» **Supplied passage**
────

Riding across the country to raise money for a great cause seems like the very least I can do.

Here we see Rich in 2007 (picture at left) and Rich on his bicycle in 2010.
See any difference?


Joe rides hard (at left).  Chuck, Rich and Joe at the top of Carson Pass
(picture by Tim Viall, by that time incapacitated with cracked ribs).


I almost forgot to include a picture with my good brother, Tim, at far right.
He would have made the trip, too, if he hadn't cracked his ribs.
(That's me impersonating Little Red Riding Hood, second from left.)

Monday, April 4, 2011

Lauren Lemmon: A Bluffsview Elementary School Star

To donate to find a cure for Lauren and all other type-1 diabetics please click HERE!


Lauren, left, Emily Lemmon, right.
Mom says sometimes they fight; but we don't believe it from this picture.



Today, our subject is Lauren Lemmon, a 9-year-old fourth grade at Bluffsview Elementary School in Worthington, Ohio.  She's been diabetic since she was 3.

I haven't talked to her yet (but will soon and will update accordingly), but from what her mother says and what my daughter Emily tells me, Lauren is pretty cool.  My Emily Viall babysits for Lauren and her younger sister, Emily Lemmon, 6, and when I first asked Emily V. what it was like to watch the girls, she said, "They're really funny and goofy and always make me laugh."

────

» **Information supplied**

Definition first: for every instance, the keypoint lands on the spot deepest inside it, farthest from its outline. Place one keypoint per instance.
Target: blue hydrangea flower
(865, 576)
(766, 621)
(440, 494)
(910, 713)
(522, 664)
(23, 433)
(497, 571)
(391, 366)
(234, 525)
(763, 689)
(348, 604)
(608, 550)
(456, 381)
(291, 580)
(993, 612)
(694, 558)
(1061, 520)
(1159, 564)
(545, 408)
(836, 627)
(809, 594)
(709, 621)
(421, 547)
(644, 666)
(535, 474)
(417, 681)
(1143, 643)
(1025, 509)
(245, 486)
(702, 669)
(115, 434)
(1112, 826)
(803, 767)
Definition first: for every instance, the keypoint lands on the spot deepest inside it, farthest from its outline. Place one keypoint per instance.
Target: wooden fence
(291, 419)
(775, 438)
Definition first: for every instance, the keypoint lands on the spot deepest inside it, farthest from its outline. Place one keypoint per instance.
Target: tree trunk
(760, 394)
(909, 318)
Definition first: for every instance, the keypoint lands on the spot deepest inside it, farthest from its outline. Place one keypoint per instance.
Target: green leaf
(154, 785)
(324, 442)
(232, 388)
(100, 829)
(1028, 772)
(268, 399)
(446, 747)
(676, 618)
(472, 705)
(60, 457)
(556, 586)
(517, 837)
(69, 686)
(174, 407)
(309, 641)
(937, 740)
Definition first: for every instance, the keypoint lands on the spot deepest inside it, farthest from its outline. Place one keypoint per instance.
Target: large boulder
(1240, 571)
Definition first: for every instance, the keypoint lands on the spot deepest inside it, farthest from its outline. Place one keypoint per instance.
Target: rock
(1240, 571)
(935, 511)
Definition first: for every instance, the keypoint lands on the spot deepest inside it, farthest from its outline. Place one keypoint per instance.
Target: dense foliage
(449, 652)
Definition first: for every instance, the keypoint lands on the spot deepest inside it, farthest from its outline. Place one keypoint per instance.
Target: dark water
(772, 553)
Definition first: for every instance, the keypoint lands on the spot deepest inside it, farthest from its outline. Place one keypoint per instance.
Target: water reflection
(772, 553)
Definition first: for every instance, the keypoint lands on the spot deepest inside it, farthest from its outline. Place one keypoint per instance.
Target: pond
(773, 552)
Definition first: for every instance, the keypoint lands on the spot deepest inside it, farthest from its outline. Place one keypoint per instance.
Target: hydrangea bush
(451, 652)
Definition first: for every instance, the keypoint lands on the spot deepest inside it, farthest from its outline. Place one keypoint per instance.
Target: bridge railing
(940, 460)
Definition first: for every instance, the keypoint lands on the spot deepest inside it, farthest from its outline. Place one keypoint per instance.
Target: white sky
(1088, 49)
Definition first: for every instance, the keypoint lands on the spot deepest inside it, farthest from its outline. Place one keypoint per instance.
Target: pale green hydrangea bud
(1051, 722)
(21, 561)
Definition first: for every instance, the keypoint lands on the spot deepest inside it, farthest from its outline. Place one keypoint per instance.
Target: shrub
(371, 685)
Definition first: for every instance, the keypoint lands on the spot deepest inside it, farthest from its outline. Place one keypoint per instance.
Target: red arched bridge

────

» **Task 1**
According to the blog excerpt, why didn't Tim make the trip?
» **Task 2**
Return everything in the blog excerpt from "Joe rides hard" down to "please click HERE!".

» **Problem solution 1**
Tim didn't make the trip because he cracked his ribs. The text says he would have come along otherwise, and a photo caption notes he was incapacitated by the cracked ribs by the time of the Carson Pass picture.

» **Problem solution 2**
Joe rides hard (at left).  Chuck, Rich and Joe at the top of Carson Pass
(picture by Tim Viall, by that time incapacitated with cracked ribs).


I almost forgot to include a picture with my good brother, Tim, at far right.
He would have made the trip, too, if he hadn't cracked his ribs.
(That's me impersonating Little Red Riding Hood, second from left.)

Monday, April 4, 2011

Lauren Lemmon: A Bluffsview Elementary School Star

To donate to find a cure for Lauren and all other type-1 diabetics please click HERE!